**Excerpted passage**.
Wishful Thinking Content


Would it be fair to say that the indie film world or maybe this whole industry is based upon hope? Potential? Wishful thinking? Is the major commodity that's being traded amongst storytellers the idea of what project they could possibly be working on?

I get it. This is how the business works. When we realize we want to tell stories, we naively go into it thinking: Just give me a chance and someone will see the talent.


We all know the end of that story. Even the most talented get overlook, so we persevere. We keep at it. We struggle until opportunity and luck meet. And that way works. I wanted it to work for me. But is it the most efficient way to get it done? Isn't there a better way to do this?

This is a business. We need to start acting like it. Every project you make, you're starting small business. Your product is the content. She doesn't sell seashells by the seashore in hopes to get to sell more seashells. She sells them to make money to help her sell more seashells. (Say that three times fast!)

**Dataset records**.
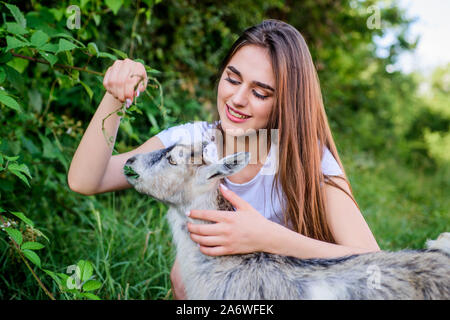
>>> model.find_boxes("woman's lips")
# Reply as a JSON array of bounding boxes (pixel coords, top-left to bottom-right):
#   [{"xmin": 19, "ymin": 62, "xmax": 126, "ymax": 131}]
[
  {"xmin": 225, "ymin": 104, "xmax": 251, "ymax": 123},
  {"xmin": 226, "ymin": 104, "xmax": 250, "ymax": 117}
]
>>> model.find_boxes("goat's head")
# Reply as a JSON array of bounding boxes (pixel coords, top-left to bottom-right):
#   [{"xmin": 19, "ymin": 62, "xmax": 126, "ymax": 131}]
[{"xmin": 124, "ymin": 143, "xmax": 250, "ymax": 205}]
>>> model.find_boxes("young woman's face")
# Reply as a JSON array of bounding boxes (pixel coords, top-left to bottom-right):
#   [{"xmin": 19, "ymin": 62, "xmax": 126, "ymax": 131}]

**Objectives**.
a – Rewrite the piece on wishful thinking in indie film, everything from "Wishful Thinking Content" down to "to do this?", with "indie film world" changed to "independent film world".
b – Copy out all the records above word for word, leaving out the pictures.
The records bear no relation to the piece on wishful thinking in indie film.

**Answers for the exercise**.
a –
Wishful Thinking Content


Would it be fair to say that the independent film world or maybe this whole industry is based upon hope? Potential? Wishful thinking? Is the major commodity that's being traded amongst storytellers the idea of what project they could possibly be working on?

I get it. This is how the business works. When we realize we want to tell stories, we naively go into it thinking: Just give me a chance and someone will see the talent.


We all know the end of that story. Even the most talented get overlook, so we persevere. We keep at it. We struggle until opportunity and luck meet. And that way works. I wanted it to work for me. But is it the most efficient way to get it done? Isn't there a better way to do this?

b –
>>> model.find_boxes("woman's lips")
# Reply as a JSON array of bounding boxes (pixel coords, top-left to bottom-right):
#   [{"xmin": 19, "ymin": 62, "xmax": 126, "ymax": 131}]
[
  {"xmin": 225, "ymin": 104, "xmax": 251, "ymax": 123},
  {"xmin": 226, "ymin": 104, "xmax": 250, "ymax": 117}
]
>>> model.find_boxes("goat's head")
# Reply as a JSON array of bounding boxes (pixel coords, top-left to bottom-right):
#   [{"xmin": 19, "ymin": 62, "xmax": 126, "ymax": 131}]
[{"xmin": 124, "ymin": 143, "xmax": 250, "ymax": 205}]
>>> model.find_boxes("young woman's face")
# Reply as a JSON array of bounding boxes (pixel coords, top-left to bottom-right):
#   [{"xmin": 19, "ymin": 62, "xmax": 126, "ymax": 131}]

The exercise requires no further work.